**Parts of the exercise**
A - Name every studio or brand whose projects Concors did mixing work on during his time at Disney, according to the article about ZOO Digital's new head of sound.
B - Extend the article about ZOO Digital's new head of sound with a few more paragraphs that pick up after its final sentence.

**Extracted text**

----

M+E Connections

ZOO Digital’s New Head of Sound: The Future of Localisation Has Arrived

Like many parts of the media and entertainment ecosystem, content localisation services are being significantly impacted by the rapid shift to the cloud that has only been shifting even faster as a result of the COVID-19 pandemic, according to Dave Concors, the former Disney re-recording mixer who was recently named head of sound at ZOO Digital.

“I think we’re seeing the future happen right now,” he told MESA in a recent phone interview.

“With this onset of the COVID virus, so many countries are shut down right now” still to some degree, noted Concors, who was with Disney more than 20 years, exclusively working on foreign theatrical releases, including mixing work on Disney, Marvel, Pixar and Lucasfilm projects. Concors was also an Emmy Award winner for outstanding sound mixing for the long-running NBC show “ER.”

“Talent can’t even get to a studio, nor does talent want to go to a studio, where there’s four or five people waiting around” and people take their masks off, he said. It’s much safer to have the talent, sound mixers and others, work from home, he pointed out.

In the case of ZOO Digital, sound mixers on his team are doing their recordings from home and, “through a stringent” quality control process, those recordings are then sent to him to review from his home, where he’s also working remotely from, he said.

----

**Referring expression data based on photos**
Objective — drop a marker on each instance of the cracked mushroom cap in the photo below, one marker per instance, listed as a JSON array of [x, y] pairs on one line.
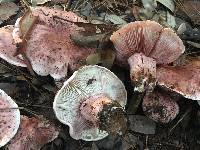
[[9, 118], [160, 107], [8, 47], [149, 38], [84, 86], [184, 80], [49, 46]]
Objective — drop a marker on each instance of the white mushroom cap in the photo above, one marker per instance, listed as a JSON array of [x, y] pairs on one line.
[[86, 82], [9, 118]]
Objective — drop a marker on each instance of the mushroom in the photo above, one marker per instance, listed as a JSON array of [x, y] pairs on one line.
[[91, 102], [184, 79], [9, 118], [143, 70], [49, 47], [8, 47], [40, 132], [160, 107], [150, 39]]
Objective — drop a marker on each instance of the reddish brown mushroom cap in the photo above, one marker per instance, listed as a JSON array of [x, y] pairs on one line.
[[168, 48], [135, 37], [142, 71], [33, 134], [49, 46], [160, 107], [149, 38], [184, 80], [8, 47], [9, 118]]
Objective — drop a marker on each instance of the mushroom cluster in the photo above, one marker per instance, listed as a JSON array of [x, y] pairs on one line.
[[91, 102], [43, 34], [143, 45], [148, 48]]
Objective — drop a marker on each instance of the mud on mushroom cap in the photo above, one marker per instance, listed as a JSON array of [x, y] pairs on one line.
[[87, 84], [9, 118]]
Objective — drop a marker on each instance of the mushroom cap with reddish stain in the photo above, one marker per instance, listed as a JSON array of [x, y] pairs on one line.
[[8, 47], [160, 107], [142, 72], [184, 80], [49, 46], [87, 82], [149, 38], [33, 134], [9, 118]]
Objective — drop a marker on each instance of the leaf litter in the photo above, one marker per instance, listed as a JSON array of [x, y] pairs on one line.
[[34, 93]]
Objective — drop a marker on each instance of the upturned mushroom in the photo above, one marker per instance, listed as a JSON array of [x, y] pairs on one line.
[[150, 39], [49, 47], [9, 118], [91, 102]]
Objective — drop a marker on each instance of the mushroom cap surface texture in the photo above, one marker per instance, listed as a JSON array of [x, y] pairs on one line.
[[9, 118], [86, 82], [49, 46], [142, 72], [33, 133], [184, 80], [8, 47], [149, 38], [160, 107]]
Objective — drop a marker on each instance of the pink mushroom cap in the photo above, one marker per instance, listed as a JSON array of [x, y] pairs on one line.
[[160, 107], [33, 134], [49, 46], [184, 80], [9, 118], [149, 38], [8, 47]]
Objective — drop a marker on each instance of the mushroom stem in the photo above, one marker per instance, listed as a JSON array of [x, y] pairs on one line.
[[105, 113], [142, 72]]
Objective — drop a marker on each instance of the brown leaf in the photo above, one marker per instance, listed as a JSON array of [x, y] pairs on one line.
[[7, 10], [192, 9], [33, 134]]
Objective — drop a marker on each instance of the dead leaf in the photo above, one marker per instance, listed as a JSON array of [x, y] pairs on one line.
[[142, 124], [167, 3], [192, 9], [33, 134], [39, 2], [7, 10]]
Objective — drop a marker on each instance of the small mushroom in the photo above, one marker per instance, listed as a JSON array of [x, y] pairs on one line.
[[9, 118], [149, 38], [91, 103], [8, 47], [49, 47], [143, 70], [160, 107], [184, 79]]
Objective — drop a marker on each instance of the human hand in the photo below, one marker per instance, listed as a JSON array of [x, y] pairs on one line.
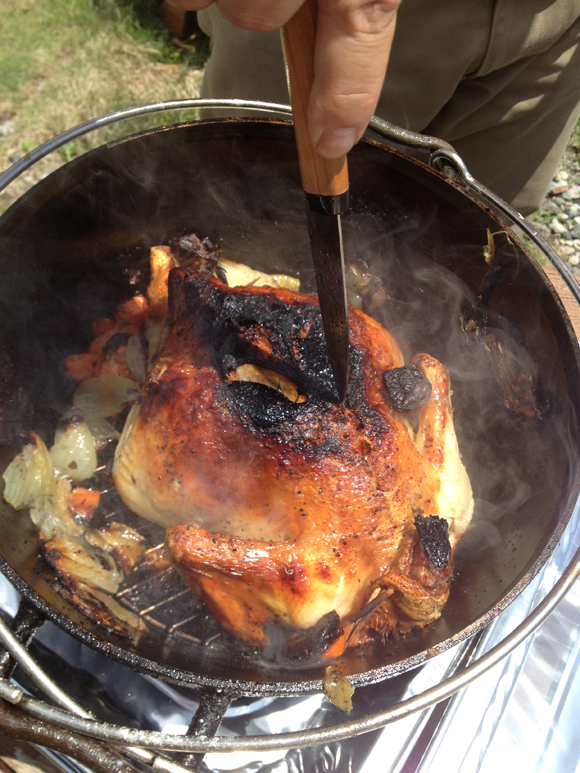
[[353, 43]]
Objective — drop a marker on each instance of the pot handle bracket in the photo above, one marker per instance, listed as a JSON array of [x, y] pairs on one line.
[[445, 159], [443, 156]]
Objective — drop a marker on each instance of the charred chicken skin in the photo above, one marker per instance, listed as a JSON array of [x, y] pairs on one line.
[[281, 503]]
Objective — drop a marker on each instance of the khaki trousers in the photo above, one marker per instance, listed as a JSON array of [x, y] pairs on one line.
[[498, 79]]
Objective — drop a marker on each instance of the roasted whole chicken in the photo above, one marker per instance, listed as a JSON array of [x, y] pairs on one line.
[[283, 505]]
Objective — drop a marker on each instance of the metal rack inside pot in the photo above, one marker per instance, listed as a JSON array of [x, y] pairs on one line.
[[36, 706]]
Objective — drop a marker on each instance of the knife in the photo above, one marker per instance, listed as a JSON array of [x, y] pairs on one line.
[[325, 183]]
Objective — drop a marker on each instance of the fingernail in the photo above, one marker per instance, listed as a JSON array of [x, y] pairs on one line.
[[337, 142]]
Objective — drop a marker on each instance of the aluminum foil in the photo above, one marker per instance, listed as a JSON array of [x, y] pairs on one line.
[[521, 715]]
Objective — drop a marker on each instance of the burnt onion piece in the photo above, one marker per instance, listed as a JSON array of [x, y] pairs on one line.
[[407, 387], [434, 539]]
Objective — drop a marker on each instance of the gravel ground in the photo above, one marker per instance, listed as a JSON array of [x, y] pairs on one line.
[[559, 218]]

----

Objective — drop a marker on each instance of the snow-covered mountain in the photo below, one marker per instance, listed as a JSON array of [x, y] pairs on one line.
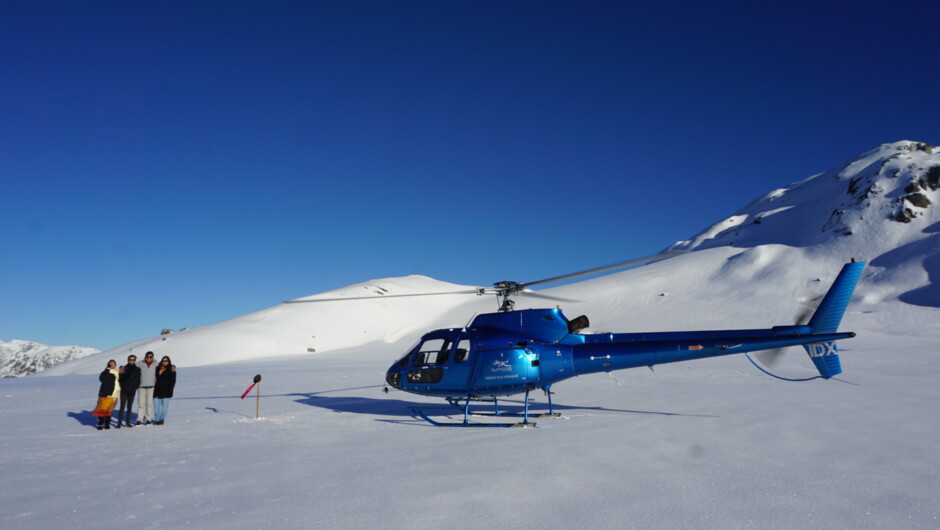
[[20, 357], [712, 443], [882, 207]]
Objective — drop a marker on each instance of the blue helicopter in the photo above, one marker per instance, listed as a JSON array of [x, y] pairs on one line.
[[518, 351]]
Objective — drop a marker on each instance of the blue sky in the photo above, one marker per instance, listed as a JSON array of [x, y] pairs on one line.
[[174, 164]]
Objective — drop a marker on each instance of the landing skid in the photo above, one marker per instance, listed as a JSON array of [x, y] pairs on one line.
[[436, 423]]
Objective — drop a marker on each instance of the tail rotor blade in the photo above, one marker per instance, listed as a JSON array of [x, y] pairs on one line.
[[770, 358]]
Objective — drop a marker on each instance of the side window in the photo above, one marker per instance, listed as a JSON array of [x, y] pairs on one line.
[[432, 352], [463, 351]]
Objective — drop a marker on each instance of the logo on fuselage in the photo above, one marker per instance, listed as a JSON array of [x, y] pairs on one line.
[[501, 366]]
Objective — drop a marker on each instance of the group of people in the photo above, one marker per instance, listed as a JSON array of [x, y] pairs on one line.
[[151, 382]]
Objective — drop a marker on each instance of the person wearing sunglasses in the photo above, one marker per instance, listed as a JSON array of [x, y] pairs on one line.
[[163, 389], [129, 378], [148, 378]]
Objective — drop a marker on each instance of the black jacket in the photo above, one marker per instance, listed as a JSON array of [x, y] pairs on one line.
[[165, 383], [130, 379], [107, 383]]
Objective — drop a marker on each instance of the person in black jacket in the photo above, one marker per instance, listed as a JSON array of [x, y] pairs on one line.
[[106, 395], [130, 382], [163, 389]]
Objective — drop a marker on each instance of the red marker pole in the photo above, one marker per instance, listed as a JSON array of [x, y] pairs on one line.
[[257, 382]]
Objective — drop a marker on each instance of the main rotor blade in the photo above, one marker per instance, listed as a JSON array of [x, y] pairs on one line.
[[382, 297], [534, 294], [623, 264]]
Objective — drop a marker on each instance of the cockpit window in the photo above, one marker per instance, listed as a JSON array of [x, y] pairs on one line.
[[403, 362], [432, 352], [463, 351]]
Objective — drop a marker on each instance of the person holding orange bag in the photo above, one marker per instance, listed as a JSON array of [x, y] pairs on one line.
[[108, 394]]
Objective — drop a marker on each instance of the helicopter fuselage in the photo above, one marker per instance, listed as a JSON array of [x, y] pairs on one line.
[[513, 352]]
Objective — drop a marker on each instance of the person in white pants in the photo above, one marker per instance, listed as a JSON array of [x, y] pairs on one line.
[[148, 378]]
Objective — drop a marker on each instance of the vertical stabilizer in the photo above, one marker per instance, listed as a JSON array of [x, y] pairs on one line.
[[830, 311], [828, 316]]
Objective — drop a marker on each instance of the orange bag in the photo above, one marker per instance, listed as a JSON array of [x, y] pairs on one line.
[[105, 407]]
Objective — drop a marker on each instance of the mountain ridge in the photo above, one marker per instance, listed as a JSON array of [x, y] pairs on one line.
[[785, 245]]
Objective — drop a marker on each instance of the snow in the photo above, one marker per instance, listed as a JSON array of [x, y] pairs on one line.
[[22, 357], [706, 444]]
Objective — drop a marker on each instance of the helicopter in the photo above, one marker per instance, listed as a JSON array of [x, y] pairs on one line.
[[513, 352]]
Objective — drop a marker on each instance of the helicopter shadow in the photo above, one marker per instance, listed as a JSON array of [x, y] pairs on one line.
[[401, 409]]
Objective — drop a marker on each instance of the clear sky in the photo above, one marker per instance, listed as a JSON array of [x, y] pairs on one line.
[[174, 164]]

----

**Written responses**
A - Disney, Marvel, Pixar, Lucasfilm

B -
And the mixed recordings he’s been working with sent from his team’s homes are “just as good as the recordings I’ve gotten from the studios” over the years, he said.

“So the future, I think, will be this kind of recording,” which was “why I wanted to join ZOO,” he told MESA, adding: “It’s new, it’s challenging, it’s cutting-edge and that’s what I wanted to be a part of.”

Pointing to the industry overall, he noted how remote recording using cloud services means that “a director can be in Mexico City, the talent can be in Brazil, somebody else can be in Monterey [but] everybody is hearing the same material at the same time.”

Although Concors is working almost entirely from home, he noted that, once a month or so, he will go to the studio and “double check some mixing that we’re doing remotely” as another QC check.

“I really had no idea what to expect” with the reliance on remote work when he started working for ZOO about two months ago, he conceded. However, “surprisingly, there have been no real major glitches,” he said, noting there have been no Internet failures or any other issues that caused any deadlines to be missed so far on the projects the company’s been working on. “It’s surprisingly smooth,” he added.

However, working remotely like this is not without its challenges, he conceded: “For me, it’s a personal thing more than anything else. I like to be working with somebody next to me” — so he can talk to a member of his team while working on a mix rather than having to communicate via emails or text. It’s just sometimes easier for team members to see and hear the film or TV show they’re mixing in front of them at the same time.

It was also somewhat awkward joining a company and working remotely right from the first day, he conceded, admitting he still hasn’t met many of the people at ZOO who are emailing him and doesn’t even know what many of them look like. “We do have weekly meetings with people [virtually] but usually the camera isn’t on because there’s so many people involved,” he pointed out, adding: “It’s new [but] we’re getting there.”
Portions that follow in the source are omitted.